Deli Group was established in 1981, and in 1997 was officially launched as Ningbo Deli Group Corporation Ltd., by Fujun Lou. It began as a stationery supplier company local to China.
In 1998, it entered the overseas market.

In 2011, Deli signed a strategic cooperation with e-commerce company Jingdong.
The company forayed into the printer industry in 2015.

By 2017, the sales of the company reached 10 billion yuan.

Deli Group established its overseas production base in Vietnam in 2018. At this time the Group also formed the Deli Vietnam Company Limited company, which is based in Bac Ninh. In addition to stationery the company produces glue, whiteboards, electronic calculators, and other school supplies.

On September 28, 2024, Deli Group held a groundbreaking ceremony for its Hai Duong factory in Vietnam. The Hai Duong factory has a total investment of $270 million, and is expected to begin production 2026.

== Sub-brand ==

As of March 2025, Deli Group has ten sub-brands. They are:

- Damast, a painting products company and joint brand between Deli and Pebeo
- Deli Office, a bulk office stationery supplier
Deli School, a school-focused stationery brand

- Nusign, a stationery company marketed towards "higher end" customer bases

- Agnite, a sporting goods company

- Deli Plus, an office furniture company
- Deli Tool, a power tools company
- JISHI, a group-buying platform for companies and government
- Deli Genius, a brand of educational tools.

EXTRACTED INFORMATION:
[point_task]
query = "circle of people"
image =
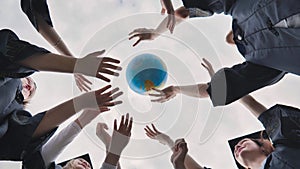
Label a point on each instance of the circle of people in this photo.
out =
(266, 33)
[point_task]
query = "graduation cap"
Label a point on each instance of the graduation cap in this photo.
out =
(256, 135)
(86, 157)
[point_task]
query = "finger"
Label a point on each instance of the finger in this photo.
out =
(117, 95)
(80, 76)
(110, 66)
(151, 131)
(160, 100)
(122, 120)
(95, 54)
(204, 66)
(99, 76)
(157, 95)
(109, 93)
(135, 31)
(149, 135)
(83, 85)
(130, 124)
(163, 11)
(103, 89)
(157, 90)
(137, 42)
(108, 59)
(104, 109)
(154, 128)
(115, 125)
(110, 104)
(78, 85)
(206, 61)
(109, 72)
(168, 22)
(133, 36)
(127, 119)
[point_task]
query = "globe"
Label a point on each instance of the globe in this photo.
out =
(145, 72)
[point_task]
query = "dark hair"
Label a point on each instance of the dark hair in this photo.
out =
(265, 144)
(261, 138)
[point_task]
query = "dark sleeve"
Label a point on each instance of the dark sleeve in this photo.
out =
(230, 84)
(12, 50)
(33, 8)
(282, 123)
(214, 6)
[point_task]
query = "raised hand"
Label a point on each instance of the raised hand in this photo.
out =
(121, 135)
(88, 115)
(179, 154)
(97, 99)
(157, 135)
(165, 94)
(171, 20)
(142, 34)
(207, 65)
(95, 66)
(82, 82)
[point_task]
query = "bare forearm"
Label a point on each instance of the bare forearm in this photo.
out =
(112, 159)
(54, 117)
(52, 37)
(190, 163)
(180, 14)
(50, 62)
(198, 90)
(252, 105)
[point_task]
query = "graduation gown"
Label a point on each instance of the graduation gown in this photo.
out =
(16, 124)
(269, 51)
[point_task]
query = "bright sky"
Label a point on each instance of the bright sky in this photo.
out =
(96, 25)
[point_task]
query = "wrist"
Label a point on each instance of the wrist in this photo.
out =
(178, 165)
(79, 124)
(112, 159)
(176, 89)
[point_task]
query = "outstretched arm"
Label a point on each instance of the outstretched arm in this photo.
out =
(91, 65)
(198, 90)
(150, 34)
(120, 139)
(153, 133)
(50, 34)
(248, 101)
(93, 100)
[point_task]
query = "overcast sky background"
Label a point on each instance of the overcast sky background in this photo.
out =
(91, 25)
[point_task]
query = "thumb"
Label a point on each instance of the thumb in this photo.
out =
(95, 54)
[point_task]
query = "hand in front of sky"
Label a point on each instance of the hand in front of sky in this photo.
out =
(179, 153)
(142, 34)
(157, 135)
(121, 135)
(207, 65)
(167, 6)
(93, 65)
(164, 94)
(98, 99)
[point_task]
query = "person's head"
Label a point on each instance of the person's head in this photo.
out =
(253, 148)
(29, 88)
(78, 163)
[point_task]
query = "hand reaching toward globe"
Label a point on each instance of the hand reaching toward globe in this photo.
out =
(164, 95)
(157, 135)
(142, 34)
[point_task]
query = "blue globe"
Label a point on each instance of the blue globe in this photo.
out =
(144, 72)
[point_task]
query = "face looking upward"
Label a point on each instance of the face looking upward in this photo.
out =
(80, 163)
(247, 150)
(29, 88)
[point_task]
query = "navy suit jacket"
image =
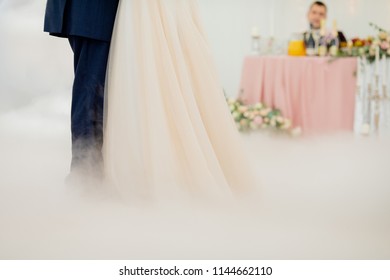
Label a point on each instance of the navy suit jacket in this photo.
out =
(86, 18)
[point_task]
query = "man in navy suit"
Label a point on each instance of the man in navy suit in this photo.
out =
(88, 25)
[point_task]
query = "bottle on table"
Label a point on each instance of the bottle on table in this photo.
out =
(334, 44)
(322, 44)
(311, 44)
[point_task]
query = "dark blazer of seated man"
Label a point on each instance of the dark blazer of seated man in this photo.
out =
(88, 25)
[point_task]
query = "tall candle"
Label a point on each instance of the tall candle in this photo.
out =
(272, 19)
(359, 72)
(255, 32)
(377, 60)
(384, 76)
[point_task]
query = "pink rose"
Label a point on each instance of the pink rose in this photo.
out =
(385, 45)
(258, 120)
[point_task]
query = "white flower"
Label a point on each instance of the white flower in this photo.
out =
(258, 106)
(254, 126)
(383, 35)
(236, 115)
(287, 124)
(242, 109)
(231, 100)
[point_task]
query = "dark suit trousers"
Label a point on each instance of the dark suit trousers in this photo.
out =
(90, 63)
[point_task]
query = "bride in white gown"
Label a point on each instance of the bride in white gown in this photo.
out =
(167, 125)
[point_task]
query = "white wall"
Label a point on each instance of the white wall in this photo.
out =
(30, 60)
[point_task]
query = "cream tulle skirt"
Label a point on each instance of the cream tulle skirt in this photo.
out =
(168, 128)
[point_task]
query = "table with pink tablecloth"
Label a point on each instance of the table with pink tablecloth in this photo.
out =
(317, 94)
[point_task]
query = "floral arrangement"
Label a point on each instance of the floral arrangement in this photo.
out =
(257, 116)
(368, 47)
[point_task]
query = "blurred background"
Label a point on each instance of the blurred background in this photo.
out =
(31, 57)
(324, 197)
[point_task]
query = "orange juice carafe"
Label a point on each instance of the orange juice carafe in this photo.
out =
(296, 46)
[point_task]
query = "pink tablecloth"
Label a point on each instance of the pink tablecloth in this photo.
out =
(316, 94)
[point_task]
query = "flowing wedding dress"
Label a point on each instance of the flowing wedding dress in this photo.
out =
(167, 124)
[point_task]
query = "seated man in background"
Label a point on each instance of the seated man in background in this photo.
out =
(318, 11)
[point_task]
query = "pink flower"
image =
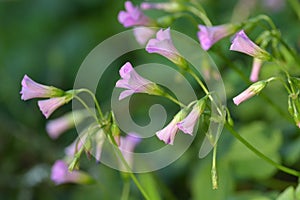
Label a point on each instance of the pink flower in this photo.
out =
(242, 43)
(257, 63)
(143, 34)
(127, 146)
(133, 16)
(166, 6)
(60, 174)
(209, 35)
(50, 105)
(168, 133)
(254, 89)
(32, 89)
(164, 46)
(188, 123)
(134, 83)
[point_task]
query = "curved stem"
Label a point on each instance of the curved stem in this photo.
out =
(126, 190)
(260, 154)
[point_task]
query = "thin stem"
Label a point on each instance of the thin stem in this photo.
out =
(126, 190)
(128, 168)
(260, 154)
(214, 174)
(168, 96)
(86, 107)
(94, 99)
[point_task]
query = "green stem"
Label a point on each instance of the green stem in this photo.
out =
(126, 190)
(260, 154)
(86, 107)
(94, 99)
(200, 14)
(128, 168)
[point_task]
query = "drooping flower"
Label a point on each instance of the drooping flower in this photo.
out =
(166, 6)
(57, 126)
(48, 106)
(168, 133)
(133, 16)
(60, 174)
(164, 46)
(127, 146)
(188, 123)
(254, 89)
(32, 89)
(243, 44)
(143, 34)
(257, 63)
(209, 35)
(134, 83)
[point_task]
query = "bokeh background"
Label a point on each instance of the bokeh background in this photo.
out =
(49, 39)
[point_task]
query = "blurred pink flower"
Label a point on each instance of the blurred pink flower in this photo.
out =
(243, 44)
(168, 133)
(134, 83)
(254, 89)
(164, 46)
(32, 89)
(209, 35)
(143, 34)
(133, 16)
(188, 123)
(60, 174)
(257, 63)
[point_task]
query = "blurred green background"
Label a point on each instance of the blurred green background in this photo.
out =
(49, 39)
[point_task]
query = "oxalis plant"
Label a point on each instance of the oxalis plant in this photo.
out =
(204, 114)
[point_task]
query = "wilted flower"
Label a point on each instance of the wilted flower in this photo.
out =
(135, 83)
(188, 123)
(209, 35)
(257, 63)
(254, 89)
(48, 106)
(133, 16)
(32, 89)
(143, 34)
(168, 133)
(127, 145)
(60, 174)
(164, 46)
(242, 43)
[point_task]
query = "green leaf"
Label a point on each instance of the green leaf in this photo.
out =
(247, 164)
(149, 184)
(201, 183)
(287, 194)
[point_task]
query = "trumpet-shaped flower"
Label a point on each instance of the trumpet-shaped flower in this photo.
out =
(209, 35)
(134, 83)
(168, 133)
(243, 44)
(133, 16)
(164, 46)
(188, 123)
(48, 106)
(143, 34)
(60, 174)
(254, 89)
(32, 89)
(127, 146)
(257, 63)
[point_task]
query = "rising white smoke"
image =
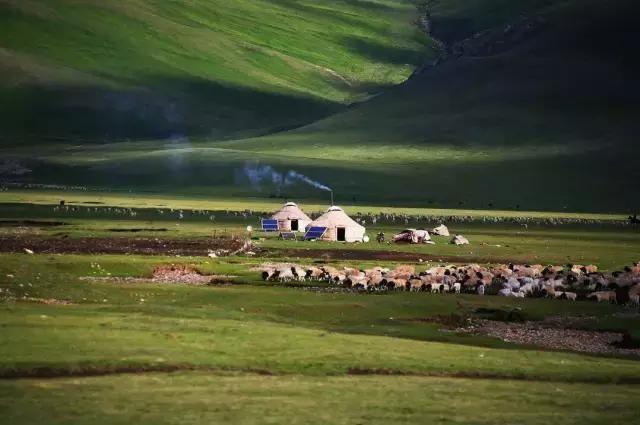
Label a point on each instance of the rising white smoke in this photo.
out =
(259, 174)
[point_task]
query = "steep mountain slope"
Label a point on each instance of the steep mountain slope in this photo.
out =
(91, 71)
(533, 106)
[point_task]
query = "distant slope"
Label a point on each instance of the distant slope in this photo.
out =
(92, 71)
(533, 107)
(539, 112)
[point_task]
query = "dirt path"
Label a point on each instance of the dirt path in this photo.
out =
(367, 254)
(200, 247)
(132, 246)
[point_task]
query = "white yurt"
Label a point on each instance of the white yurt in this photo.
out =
(340, 227)
(291, 218)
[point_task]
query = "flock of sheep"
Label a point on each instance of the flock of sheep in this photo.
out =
(569, 282)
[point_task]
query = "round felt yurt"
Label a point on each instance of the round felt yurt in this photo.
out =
(339, 226)
(291, 218)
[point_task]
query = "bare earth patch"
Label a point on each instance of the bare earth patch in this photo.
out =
(170, 273)
(549, 334)
(48, 301)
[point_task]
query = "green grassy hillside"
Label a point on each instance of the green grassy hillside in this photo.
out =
(90, 71)
(536, 110)
(539, 113)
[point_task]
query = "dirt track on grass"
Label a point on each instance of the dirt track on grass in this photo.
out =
(200, 247)
(132, 246)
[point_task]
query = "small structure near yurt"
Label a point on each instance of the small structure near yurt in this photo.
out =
(413, 236)
(289, 218)
(335, 225)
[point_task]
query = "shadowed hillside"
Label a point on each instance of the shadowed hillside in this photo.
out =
(537, 112)
(87, 71)
(531, 105)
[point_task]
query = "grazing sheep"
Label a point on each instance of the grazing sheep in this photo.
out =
(441, 230)
(603, 296)
(505, 292)
(268, 273)
(285, 274)
(299, 273)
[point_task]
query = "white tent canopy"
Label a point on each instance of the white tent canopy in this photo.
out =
(291, 218)
(340, 227)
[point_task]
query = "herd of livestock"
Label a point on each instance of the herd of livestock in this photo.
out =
(569, 282)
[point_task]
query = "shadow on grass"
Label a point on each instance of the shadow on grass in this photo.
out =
(161, 109)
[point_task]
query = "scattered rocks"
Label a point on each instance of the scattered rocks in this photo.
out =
(169, 273)
(550, 334)
(459, 240)
(441, 230)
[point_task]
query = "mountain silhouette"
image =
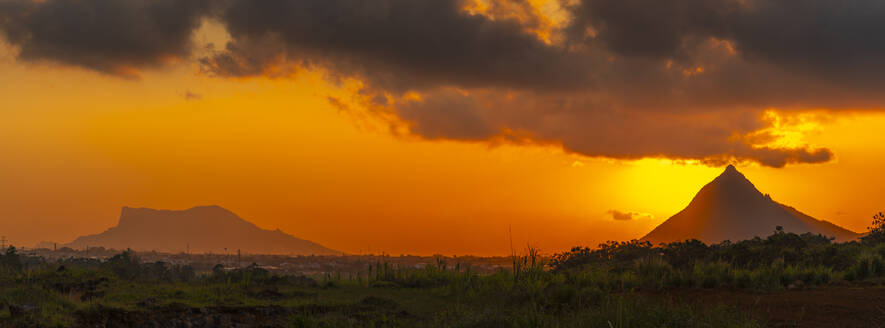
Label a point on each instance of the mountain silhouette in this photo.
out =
(199, 229)
(731, 208)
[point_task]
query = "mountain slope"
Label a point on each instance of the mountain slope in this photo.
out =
(731, 208)
(201, 229)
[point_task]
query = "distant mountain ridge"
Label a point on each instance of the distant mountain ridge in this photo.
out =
(200, 229)
(731, 208)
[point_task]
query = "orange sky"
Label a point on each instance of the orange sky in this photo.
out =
(76, 145)
(278, 154)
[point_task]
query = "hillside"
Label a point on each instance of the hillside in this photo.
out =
(731, 208)
(199, 229)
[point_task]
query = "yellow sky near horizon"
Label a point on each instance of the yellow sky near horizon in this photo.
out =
(78, 145)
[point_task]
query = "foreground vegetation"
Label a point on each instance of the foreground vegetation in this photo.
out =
(618, 284)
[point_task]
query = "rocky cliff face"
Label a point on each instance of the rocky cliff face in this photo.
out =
(200, 229)
(731, 208)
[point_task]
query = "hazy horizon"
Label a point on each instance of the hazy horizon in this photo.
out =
(562, 124)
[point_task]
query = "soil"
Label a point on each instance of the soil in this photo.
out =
(824, 307)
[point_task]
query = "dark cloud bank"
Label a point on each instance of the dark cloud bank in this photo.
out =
(626, 79)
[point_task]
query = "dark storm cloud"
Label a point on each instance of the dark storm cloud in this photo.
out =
(396, 44)
(110, 36)
(686, 79)
(827, 39)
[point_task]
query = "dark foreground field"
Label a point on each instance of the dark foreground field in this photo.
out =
(786, 280)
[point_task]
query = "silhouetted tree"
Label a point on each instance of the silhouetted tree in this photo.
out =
(125, 265)
(876, 230)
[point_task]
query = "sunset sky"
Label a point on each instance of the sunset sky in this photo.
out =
(424, 127)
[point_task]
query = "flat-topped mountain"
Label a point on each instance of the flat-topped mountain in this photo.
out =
(731, 208)
(199, 229)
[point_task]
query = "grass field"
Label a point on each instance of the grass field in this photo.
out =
(800, 281)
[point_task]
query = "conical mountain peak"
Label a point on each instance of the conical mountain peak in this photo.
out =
(731, 208)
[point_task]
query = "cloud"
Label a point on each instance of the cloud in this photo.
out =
(188, 95)
(625, 79)
(627, 216)
(117, 37)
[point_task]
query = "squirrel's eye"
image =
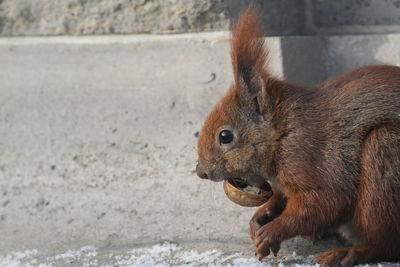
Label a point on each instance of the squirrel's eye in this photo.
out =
(225, 137)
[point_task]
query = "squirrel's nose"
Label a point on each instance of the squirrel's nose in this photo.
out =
(201, 173)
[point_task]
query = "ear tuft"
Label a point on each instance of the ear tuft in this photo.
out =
(247, 47)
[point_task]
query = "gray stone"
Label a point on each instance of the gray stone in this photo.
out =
(281, 17)
(98, 141)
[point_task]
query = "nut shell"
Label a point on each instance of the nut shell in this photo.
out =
(245, 199)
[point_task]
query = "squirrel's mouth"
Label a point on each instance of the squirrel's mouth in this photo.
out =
(243, 185)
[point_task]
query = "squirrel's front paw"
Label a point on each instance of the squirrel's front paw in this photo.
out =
(265, 242)
(265, 214)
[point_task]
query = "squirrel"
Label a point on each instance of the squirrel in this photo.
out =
(331, 151)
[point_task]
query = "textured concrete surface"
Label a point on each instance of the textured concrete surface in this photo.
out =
(98, 137)
(282, 17)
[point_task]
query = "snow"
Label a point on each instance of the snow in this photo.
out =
(159, 255)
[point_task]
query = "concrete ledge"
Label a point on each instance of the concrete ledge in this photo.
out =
(282, 17)
(98, 136)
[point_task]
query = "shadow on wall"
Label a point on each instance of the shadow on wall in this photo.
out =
(311, 60)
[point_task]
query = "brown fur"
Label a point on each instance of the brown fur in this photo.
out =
(334, 150)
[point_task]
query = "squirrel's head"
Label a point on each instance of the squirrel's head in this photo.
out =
(237, 139)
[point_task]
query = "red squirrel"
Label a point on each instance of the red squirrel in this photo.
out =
(331, 152)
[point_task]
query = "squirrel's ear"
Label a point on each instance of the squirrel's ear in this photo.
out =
(249, 57)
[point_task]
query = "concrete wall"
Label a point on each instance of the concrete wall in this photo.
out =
(283, 17)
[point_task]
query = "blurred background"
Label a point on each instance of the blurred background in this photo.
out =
(101, 103)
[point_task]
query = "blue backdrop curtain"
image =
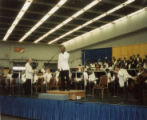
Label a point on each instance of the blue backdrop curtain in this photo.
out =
(93, 55)
(43, 109)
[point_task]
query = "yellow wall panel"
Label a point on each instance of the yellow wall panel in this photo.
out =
(129, 50)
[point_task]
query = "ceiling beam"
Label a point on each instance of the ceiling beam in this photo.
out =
(116, 3)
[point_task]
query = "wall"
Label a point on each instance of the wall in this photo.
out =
(41, 53)
(126, 26)
(132, 30)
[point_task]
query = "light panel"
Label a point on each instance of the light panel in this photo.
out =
(93, 20)
(115, 21)
(93, 3)
(18, 18)
(44, 18)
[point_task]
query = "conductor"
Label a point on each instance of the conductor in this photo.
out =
(63, 67)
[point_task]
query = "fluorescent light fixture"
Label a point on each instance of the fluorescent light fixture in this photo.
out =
(93, 20)
(78, 13)
(18, 18)
(93, 3)
(43, 19)
(115, 21)
(18, 68)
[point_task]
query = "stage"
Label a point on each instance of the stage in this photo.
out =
(72, 94)
(44, 109)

WHAT YOU NEED TO DO: Copy out the passage on Deli Group in full, word for word. None of the material above is needed here.

ANSWER BELOW:
Deli Group was established in 1981, and in 1997 was officially launched as Ningbo Deli Group Corporation Ltd., by Fujun Lou. It began as a stationery supplier company local to China.
In 1998, it entered the overseas market.

In 2011, Deli signed a strategic cooperation with e-commerce company Jingdong.
The company forayed into the printer industry in 2015.

By 2017, the sales of the company reached 10 billion yuan.

Deli Group established its overseas production base in Vietnam in 2018. At this time the Group also formed the Deli Vietnam Company Limited company, which is based in Bac Ninh. In addition to stationery the company produces glue, whiteboards, electronic calculators, and other school supplies.

On September 28, 2024, Deli Group held a groundbreaking ceremony for its Hai Duong factory in Vietnam. The Hai Duong factory has a total investment of $270 million, and is expected to begin production 2026.

== Sub-brand ==

As of March 2025, Deli Group has ten sub-brands. They are:

- Damast, a painting products company and joint brand between Deli and Pebeo
- Deli Office, a bulk office stationery supplier
Deli School, a school-focused stationery brand

- Nusign, a stationery company marketed towards "higher end" customer bases

- Agnite, a sporting goods company

- Deli Plus, an office furniture company
- Deli Tool, a power tools company
- JISHI, a group-buying platform for companies and government
- Deli Genius, a brand of educational tools.